(Natural language region descriptions)
Start of Block

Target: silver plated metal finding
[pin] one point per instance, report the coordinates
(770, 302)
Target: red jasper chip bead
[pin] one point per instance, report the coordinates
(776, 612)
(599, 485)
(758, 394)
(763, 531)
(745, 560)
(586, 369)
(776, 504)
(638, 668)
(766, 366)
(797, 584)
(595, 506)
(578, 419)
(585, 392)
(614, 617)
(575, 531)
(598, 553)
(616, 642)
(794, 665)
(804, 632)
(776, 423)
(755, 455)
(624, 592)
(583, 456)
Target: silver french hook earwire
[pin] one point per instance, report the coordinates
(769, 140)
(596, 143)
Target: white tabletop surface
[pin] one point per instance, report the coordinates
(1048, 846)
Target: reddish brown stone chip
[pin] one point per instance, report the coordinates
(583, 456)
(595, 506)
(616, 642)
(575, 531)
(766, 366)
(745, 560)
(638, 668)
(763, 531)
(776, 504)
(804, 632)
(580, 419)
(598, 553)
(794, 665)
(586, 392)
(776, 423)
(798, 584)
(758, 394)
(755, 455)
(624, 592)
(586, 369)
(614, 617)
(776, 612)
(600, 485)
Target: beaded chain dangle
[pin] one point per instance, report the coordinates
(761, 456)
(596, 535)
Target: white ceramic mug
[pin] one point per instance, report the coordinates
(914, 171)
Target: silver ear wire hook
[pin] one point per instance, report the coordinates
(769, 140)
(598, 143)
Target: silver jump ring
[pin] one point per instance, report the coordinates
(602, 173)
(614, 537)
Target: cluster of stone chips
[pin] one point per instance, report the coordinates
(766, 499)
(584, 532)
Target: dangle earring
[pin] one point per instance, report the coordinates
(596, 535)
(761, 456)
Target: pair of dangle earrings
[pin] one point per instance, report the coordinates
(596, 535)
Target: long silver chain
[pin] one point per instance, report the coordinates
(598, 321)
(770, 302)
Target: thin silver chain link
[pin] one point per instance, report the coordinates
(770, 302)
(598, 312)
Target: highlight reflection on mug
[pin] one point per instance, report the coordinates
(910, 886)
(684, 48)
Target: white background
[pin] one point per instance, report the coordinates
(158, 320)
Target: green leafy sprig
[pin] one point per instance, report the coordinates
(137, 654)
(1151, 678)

End of Block

**WORK TASK**
Your task is to transcribe the line containing "Target: white tabletop surface" and every line after it, through the last line of the data, exactly as written and with nothing more.

**ANSWER BOX**
Target: white tabletop surface
[pin] one point per instance, report the coordinates
(1048, 846)
Target: reddish brown stone chip
[pin] one point per instance, report the coordinates
(583, 456)
(595, 506)
(616, 642)
(575, 531)
(766, 366)
(745, 560)
(638, 668)
(763, 531)
(776, 504)
(804, 632)
(580, 419)
(598, 553)
(794, 665)
(586, 392)
(776, 423)
(798, 584)
(758, 394)
(755, 455)
(624, 592)
(586, 369)
(614, 617)
(776, 612)
(600, 485)
Target: beaded chain dangle
[pin] one point per instance, report the coordinates
(761, 456)
(596, 535)
Target: white ceramic mug
[pin] one point per instance, report the coordinates
(914, 171)
Target: silver ear wire hook
[pin] one point per instance, report the coordinates
(769, 140)
(598, 143)
Target: silver jump ring
[pin] one point per instance, report the coordinates
(602, 173)
(614, 537)
Target: cluster of stone chips
[pin] one point per instance, report the coordinates
(766, 499)
(584, 532)
Target: dangle earring
[pin] one point per instance, report the coordinates
(596, 535)
(761, 456)
Target: pair of dangle earrings
[pin] one point per instance, report the coordinates
(596, 535)
Target: long silver chain
[pin] one point per instance, report the coordinates
(598, 321)
(770, 302)
Target: thin silver chain link
[pin] one point per instance, report the coordinates
(770, 302)
(598, 312)
Target: highlight reflection on mug
[pin] one point per instance, report the coordinates
(910, 886)
(684, 48)
Target: white background
[pin] one point per instance, report the coordinates
(158, 320)
Target: green leafy sprig
[pin] one point per instance, report the coordinates
(137, 654)
(1151, 678)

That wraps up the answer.